▶ **Instructions for the task**: Write out the entries verbatim and leave the images out of the copy.

Saved entries
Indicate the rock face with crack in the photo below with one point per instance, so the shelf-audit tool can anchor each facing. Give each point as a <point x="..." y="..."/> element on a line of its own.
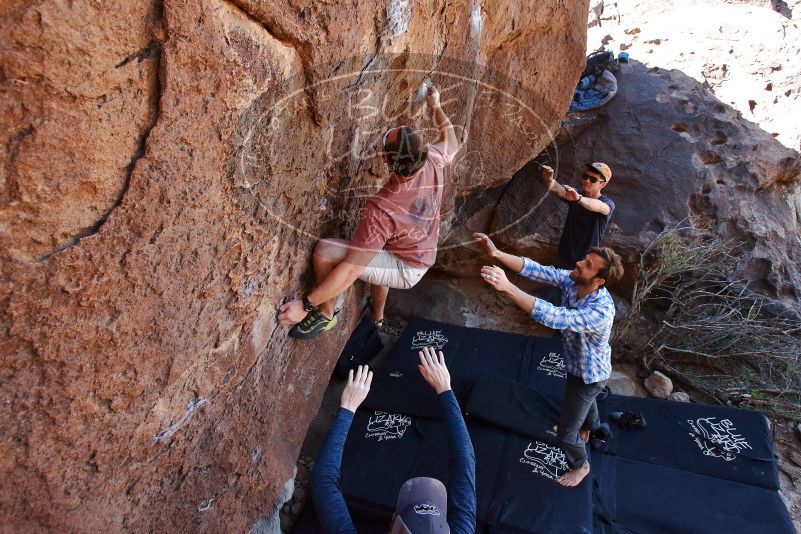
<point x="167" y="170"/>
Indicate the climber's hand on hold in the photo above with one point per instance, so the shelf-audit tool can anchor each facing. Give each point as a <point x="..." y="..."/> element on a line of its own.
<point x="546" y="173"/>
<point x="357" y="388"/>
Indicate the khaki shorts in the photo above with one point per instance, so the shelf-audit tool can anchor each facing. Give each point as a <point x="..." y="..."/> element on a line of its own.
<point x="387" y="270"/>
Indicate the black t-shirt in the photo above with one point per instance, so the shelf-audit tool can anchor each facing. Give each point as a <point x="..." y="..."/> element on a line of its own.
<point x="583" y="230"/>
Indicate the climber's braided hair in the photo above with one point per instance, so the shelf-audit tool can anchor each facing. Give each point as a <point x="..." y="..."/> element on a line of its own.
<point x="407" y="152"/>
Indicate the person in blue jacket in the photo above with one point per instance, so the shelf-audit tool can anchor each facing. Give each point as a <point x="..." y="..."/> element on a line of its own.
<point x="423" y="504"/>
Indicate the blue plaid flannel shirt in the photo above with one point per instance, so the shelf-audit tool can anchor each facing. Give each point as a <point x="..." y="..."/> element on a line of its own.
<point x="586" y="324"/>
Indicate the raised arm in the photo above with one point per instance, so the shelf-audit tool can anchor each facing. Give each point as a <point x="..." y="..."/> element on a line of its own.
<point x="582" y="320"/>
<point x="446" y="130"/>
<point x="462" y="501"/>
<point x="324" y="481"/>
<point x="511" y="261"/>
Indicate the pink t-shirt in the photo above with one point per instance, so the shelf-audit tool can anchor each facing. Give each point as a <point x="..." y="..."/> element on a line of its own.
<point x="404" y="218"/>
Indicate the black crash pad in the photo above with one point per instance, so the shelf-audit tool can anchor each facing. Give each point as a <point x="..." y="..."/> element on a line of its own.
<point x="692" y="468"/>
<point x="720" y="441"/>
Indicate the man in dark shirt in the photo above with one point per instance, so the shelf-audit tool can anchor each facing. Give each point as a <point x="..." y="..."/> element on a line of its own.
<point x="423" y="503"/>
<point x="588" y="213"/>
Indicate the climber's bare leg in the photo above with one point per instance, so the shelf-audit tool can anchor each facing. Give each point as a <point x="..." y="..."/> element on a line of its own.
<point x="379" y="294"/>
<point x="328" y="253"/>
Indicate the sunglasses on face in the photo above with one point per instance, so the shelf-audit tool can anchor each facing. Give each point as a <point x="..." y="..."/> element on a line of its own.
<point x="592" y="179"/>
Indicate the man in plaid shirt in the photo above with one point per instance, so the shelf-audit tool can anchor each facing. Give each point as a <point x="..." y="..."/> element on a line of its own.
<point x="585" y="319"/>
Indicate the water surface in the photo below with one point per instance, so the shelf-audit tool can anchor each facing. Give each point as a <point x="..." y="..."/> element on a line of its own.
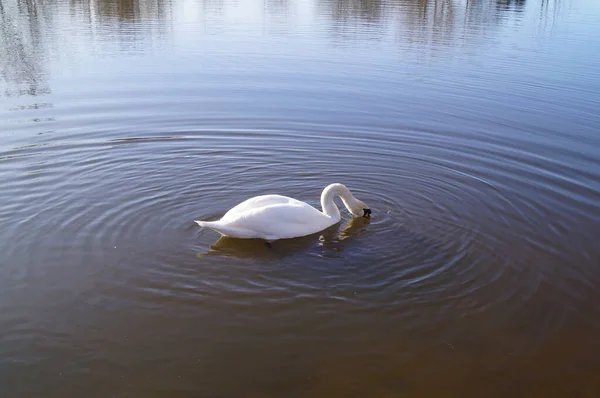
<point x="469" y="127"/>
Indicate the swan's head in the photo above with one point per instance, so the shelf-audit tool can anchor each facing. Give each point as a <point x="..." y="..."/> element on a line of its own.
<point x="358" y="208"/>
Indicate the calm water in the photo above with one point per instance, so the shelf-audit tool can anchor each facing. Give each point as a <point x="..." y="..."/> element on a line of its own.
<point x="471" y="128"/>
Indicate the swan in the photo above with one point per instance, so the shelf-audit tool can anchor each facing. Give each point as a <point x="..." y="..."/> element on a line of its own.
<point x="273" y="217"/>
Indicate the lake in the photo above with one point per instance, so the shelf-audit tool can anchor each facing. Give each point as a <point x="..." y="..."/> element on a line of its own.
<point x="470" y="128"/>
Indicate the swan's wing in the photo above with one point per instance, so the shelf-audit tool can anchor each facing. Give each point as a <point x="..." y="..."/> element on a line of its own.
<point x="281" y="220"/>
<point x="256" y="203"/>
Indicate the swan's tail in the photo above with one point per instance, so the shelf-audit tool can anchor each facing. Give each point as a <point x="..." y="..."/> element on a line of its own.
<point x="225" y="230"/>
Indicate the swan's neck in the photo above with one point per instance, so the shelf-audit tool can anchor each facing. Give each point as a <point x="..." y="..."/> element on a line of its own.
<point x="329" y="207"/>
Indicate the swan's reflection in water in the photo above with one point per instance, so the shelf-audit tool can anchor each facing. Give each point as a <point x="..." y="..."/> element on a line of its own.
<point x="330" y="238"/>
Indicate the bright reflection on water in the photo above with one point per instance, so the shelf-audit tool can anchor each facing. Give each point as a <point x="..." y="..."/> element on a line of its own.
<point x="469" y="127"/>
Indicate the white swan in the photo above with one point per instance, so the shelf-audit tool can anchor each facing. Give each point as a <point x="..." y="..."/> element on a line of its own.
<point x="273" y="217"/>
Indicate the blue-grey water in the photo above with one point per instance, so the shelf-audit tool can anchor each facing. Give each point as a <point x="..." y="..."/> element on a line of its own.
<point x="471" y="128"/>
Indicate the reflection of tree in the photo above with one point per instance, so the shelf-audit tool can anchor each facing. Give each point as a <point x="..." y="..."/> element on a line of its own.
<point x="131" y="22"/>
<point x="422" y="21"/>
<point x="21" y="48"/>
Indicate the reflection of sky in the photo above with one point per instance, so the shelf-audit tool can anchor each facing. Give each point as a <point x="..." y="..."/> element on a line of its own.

▶ **Output for this task**:
Indicate the rock face with crack in the photo below with one point per instance, so the shelf-audit tool can anchor each facing. Give each point as a <point x="..." y="..."/> element on a line of its own.
<point x="167" y="170"/>
Indicate the climber's hand on hold in the photo above with one point per instance, so the shelf-audit tool can anchor each facing. Give each point as a <point x="..." y="..."/> element on a line of its own.
<point x="546" y="173"/>
<point x="357" y="388"/>
Indicate the khaki shorts in the photo above with one point per instance, so the shelf-audit tool can anchor each facing. Give each point as a <point x="..." y="..."/> element on a line of its own.
<point x="387" y="270"/>
Indicate the black t-shirt in the photo above with one point per instance, so the shelf-audit tool can anchor each facing. Give each point as a <point x="..." y="..."/> element on a line of its own.
<point x="583" y="230"/>
Indicate the climber's braided hair in the photo above with one point per instance, so the shelf-audit tool can anchor each facing. Give each point as a <point x="..." y="..."/> element on a line of its own.
<point x="407" y="152"/>
Indicate the person in blue jacket in the photo above with one point per instance, so the shelf-audit tool can anchor each facing. Give each point as a <point x="..." y="..."/> element on a line of its own.
<point x="423" y="504"/>
Indicate the blue plaid flannel shirt in the photo above with one point per instance, so the shelf-audit tool can anchor each facing. Give each point as a <point x="..." y="..."/> element on a line of its own.
<point x="586" y="324"/>
Indicate the raised arm in the photo above with one point per instance, so the shelf-audit tool can anchor each facing. Give each point as a <point x="..." y="..."/> element on a line of its own.
<point x="582" y="320"/>
<point x="446" y="130"/>
<point x="462" y="501"/>
<point x="324" y="481"/>
<point x="511" y="261"/>
Indicate the pink t-shirt in the photo above with one point per instance, so the shelf-audit tool can anchor each facing. Give each point as a <point x="..." y="..."/> element on a line of its own.
<point x="404" y="218"/>
Indicate the black crash pad in the photo above with one point per instance, so the shelf-audit tool can anchor each facing. Give each point as a <point x="..." y="..."/> element on a line of its own.
<point x="692" y="468"/>
<point x="720" y="441"/>
Indicate the man in dark shirt in the photo above with one point per instance, so the shelf-audit tool can anchor each facing. Give each point as a <point x="..." y="..."/> element on a line of its own.
<point x="423" y="503"/>
<point x="588" y="213"/>
Indicate the climber's bare leg in the photo above with one point per instance, so the shelf-audit tool can anchor each facing. Give each point as a <point x="..." y="..."/> element on a line of its own.
<point x="379" y="294"/>
<point x="328" y="253"/>
Indicate the sunglasses on face in the photo above with one point per instance, so the shelf-audit tool can anchor each facing. Give each point as a <point x="..." y="..."/> element on a line of its own.
<point x="592" y="179"/>
Indicate the man in plaid shirt in the photo above with one point per instance, so the shelf-audit tool can anchor each facing. Give each point as a <point x="..." y="..."/> element on a line of its own.
<point x="585" y="319"/>
Indicate the water surface in the photo below with one point per instance, so the shelf-audit tool can anchor each facing. Give each point as a <point x="..." y="..."/> element on a line of its own.
<point x="469" y="127"/>
Indicate the swan's head in the photo above with one point per instance, so the shelf-audit tool can anchor each facing. Give each point as a <point x="..." y="..."/> element on a line of its own.
<point x="358" y="208"/>
Indicate the calm water in the photo above with one point per instance, so the shelf-audit tool can anchor each facing. Give each point as a <point x="..." y="..."/> element on a line of its own.
<point x="471" y="128"/>
Indicate the swan in the photo above with one point per instance, so the shelf-audit tool can anchor each facing. Give each point as a <point x="..." y="..."/> element on a line of its own.
<point x="273" y="217"/>
Indicate the lake in the photo above with one point per instance, so the shelf-audit tool can anchor each facing. Give each point as a <point x="..." y="..."/> element on a line of its own.
<point x="470" y="128"/>
Indicate the swan's wing in the photo above with one point per instance, so the shelf-audit tool can anchor each facing. Give each point as a <point x="..." y="..."/> element on a line of its own.
<point x="281" y="220"/>
<point x="256" y="203"/>
Indicate the swan's tail in the photo above with one point per instance, so the shelf-audit tool can anchor each facing. Give each point as a <point x="..." y="..."/> element on a line of its own.
<point x="225" y="230"/>
Indicate the swan's neck in the photo above with one point per instance, so the shelf-audit tool can anchor each facing. Give each point as a <point x="..." y="..."/> element on a line of its own.
<point x="329" y="207"/>
Indicate the swan's reflection in water in the photo above with one point per instance, so the shelf-audit tool can anchor each facing. Give each point as a <point x="..." y="..."/> element on a line of its own.
<point x="330" y="238"/>
Indicate the bright reflection on water in the photo above with one point per instance, so the shelf-audit tool can anchor each facing. Give each point as a <point x="..." y="..."/> element on a line of its own.
<point x="469" y="127"/>
Indicate the white swan in the photo above with one point per instance, so the shelf-audit tool can anchor each facing. Give each point as a <point x="..." y="..."/> element on a line of its own.
<point x="273" y="217"/>
Indicate the blue-grey water in the photo above with one point per instance, so the shelf-audit tool can anchor each facing. Give each point as a <point x="..." y="..."/> element on a line of its own.
<point x="471" y="128"/>
Indicate the reflection of tree in the photo above with one point per instance, so the shelf-audit tool can anchor each facing. Give each point as a <point x="..." y="..."/> element on a line of its own.
<point x="131" y="22"/>
<point x="422" y="21"/>
<point x="21" y="48"/>
Indicate the reflection of sky in the photo above with one point per instance, so the shelf-audit tool can anchor each facing. Give each point as a <point x="..." y="..."/> element on a line of its own.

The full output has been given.